=== Required action ===
I'd like every record given again exactly, please.

=== Information provided ===
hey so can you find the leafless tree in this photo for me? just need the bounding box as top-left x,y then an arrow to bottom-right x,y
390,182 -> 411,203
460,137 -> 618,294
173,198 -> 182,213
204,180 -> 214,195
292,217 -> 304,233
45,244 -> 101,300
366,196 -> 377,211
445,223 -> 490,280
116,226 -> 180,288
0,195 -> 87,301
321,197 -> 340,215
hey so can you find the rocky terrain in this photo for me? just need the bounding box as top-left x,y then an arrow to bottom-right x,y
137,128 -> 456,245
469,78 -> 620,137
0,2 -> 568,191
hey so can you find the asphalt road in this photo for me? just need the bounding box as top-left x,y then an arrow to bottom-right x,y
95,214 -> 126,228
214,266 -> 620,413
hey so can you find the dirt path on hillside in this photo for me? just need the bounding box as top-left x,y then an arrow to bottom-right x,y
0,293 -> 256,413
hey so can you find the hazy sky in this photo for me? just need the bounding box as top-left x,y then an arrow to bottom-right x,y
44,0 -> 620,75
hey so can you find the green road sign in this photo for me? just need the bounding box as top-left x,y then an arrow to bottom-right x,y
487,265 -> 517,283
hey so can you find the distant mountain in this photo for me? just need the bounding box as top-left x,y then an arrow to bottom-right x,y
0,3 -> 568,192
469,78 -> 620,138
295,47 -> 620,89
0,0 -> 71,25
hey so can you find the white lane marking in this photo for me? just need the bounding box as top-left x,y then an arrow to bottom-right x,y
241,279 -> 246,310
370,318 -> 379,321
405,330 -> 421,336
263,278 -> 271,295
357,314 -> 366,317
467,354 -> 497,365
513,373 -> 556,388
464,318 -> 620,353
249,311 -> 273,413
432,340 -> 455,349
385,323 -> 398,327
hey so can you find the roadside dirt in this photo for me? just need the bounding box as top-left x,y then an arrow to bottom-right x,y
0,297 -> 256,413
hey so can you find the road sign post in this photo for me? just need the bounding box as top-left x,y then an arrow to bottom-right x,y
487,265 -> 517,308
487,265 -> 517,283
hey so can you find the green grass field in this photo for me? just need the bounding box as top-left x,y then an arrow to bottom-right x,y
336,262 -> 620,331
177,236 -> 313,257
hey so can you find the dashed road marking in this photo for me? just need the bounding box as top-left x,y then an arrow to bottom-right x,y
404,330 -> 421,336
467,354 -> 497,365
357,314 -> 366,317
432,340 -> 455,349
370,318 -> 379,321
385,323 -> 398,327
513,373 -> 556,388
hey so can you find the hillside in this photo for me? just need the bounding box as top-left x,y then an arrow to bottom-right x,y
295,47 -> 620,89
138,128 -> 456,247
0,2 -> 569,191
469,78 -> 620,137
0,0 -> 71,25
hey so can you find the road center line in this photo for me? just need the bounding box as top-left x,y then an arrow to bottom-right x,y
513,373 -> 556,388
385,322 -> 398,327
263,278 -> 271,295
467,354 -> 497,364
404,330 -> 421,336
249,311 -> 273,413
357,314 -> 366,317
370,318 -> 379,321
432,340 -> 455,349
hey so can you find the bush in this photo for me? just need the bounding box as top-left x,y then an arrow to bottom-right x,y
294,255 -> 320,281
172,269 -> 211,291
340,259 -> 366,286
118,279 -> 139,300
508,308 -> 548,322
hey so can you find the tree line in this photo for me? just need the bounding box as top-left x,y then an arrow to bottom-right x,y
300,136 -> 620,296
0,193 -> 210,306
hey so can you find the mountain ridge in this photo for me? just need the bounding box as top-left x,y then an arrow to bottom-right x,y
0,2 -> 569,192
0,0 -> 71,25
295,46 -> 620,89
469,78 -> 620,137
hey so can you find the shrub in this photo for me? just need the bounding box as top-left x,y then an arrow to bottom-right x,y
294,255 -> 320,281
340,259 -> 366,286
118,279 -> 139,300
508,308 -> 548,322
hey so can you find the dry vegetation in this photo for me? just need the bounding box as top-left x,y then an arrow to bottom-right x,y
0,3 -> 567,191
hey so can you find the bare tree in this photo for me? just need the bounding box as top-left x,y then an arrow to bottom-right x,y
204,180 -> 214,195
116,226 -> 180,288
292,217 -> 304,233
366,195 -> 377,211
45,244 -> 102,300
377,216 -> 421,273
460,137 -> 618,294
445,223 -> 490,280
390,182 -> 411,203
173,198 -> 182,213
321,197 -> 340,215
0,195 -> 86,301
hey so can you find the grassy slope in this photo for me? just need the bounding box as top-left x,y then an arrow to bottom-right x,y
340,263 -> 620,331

=== Written response ===
hey so can you find the leafless tree in this photo for me? just need the bounding box as top-left x,y then an arrow to bottom-right x,y
390,182 -> 411,203
460,137 -> 618,294
173,198 -> 182,213
204,180 -> 214,195
292,217 -> 304,233
45,244 -> 101,300
366,196 -> 377,211
445,223 -> 490,280
116,226 -> 180,288
0,195 -> 87,301
321,197 -> 340,215
hey so can you find the rocky terrain in this photo for me? just need the bounding box as top-left x,y then an arrow to bottom-right x,y
137,128 -> 456,245
469,78 -> 620,137
0,2 -> 568,191
hey so can you find the asphalt road in this photo for me? just need the bounding box as top-left x,y then an arrow to bottom-right x,y
95,214 -> 126,228
214,266 -> 620,413
hey so can you find the dirt path on hillside in this photo for me? just need the bounding box as top-left x,y then an arrow to bottom-right x,y
0,293 -> 256,413
hey so can you find the hazy sky in this photo for me? just need the bounding box as top-left x,y then an arrow to bottom-right x,y
44,0 -> 620,75
hey so can you find the green road sign in this photo for me? just need the bounding box as top-left x,y then an arrow to bottom-right x,y
487,265 -> 517,283
hey so can you find the distant mountain in this photo for me? just need the bounding box as top-left x,y then an arrow to bottom-right x,y
0,3 -> 568,192
469,78 -> 620,138
295,47 -> 620,89
0,0 -> 71,25
hey so can you find the white lane marking in this photo for me? just need the bounding box as top-left x,y then an arrow to bottom-right x,y
241,279 -> 246,310
370,318 -> 379,321
405,330 -> 421,336
263,278 -> 271,295
357,314 -> 366,317
467,354 -> 497,365
513,373 -> 556,388
464,318 -> 620,353
249,311 -> 273,413
432,340 -> 455,349
385,323 -> 398,327
hey so can you find the roadside dirt in this photo for me? just need the bounding box as top-left x,y then an arrow to bottom-right x,y
0,297 -> 256,413
hey so can you find the road sign post in this photo for me? just need the bounding box as top-left x,y then an arrow to bottom-right x,y
487,265 -> 517,308
487,265 -> 517,283
hey so can you find the green grass field in this photo for me? just need the bounding box as top-left x,y then an arrow to bottom-right x,y
336,262 -> 620,331
177,236 -> 313,257
hey so can you find the dashed road marking in this photo for me? just need the bounding box as top-left x,y then an arrow to bottom-right x,y
404,330 -> 421,336
467,354 -> 497,365
357,314 -> 366,317
432,340 -> 455,349
370,318 -> 379,321
385,323 -> 398,327
513,373 -> 556,388
hey so can you find the hillside in this photo for me? just need the bounding box as top-left x,y then an arrow to bottom-right x,y
295,47 -> 620,89
138,128 -> 456,247
0,2 -> 569,191
469,78 -> 620,137
0,0 -> 71,25
hey so can you find the road center line in this photo for me? just need the bounding box as top-left x,y then an arrow to bottom-right x,y
513,373 -> 556,388
385,322 -> 398,327
263,278 -> 271,295
467,354 -> 497,364
404,330 -> 421,336
249,311 -> 273,413
357,314 -> 366,317
370,318 -> 379,321
432,340 -> 455,349
hey so can you find the bush in this photo for me? just need the bounding box as top-left x,y then an arrow to bottom-right x,y
294,255 -> 320,281
172,269 -> 211,291
340,259 -> 366,286
118,279 -> 139,300
508,308 -> 548,322
hey so can you find the tree line in this photo for me? just need the bounding box as top-left x,y then an arrow to bottom-right x,y
300,136 -> 620,296
0,193 -> 210,306
hey so can you find the mountain ridge in this photo for me? just need the bounding box as top-left x,y then an arrow to bottom-right x,y
0,2 -> 569,192
0,0 -> 71,25
295,46 -> 620,89
469,78 -> 620,137
hey so can you find the shrub in this photo for me? just need the bounding box as top-left x,y then an arrow to bottom-right x,y
294,255 -> 320,281
340,259 -> 366,286
118,279 -> 139,300
508,308 -> 548,322
hey so can you find the dry vegetation in this photo for me? just need the bounding box as top-left x,y then an arrow to bottom-right x,y
0,3 -> 567,191
hey so can you find the bare tree in this photo for me? just need the bounding box as top-left x,y then an arrow to bottom-right x,y
204,180 -> 214,195
116,226 -> 180,288
292,217 -> 304,233
366,195 -> 377,211
45,244 -> 102,300
377,216 -> 421,273
460,137 -> 618,294
445,223 -> 490,280
390,182 -> 411,203
173,198 -> 182,213
321,197 -> 340,215
0,195 -> 86,301
hey so can you find the grassy slope in this photo for me? just need the bounding box as top-left x,y then an arrow to bottom-right x,y
340,263 -> 620,331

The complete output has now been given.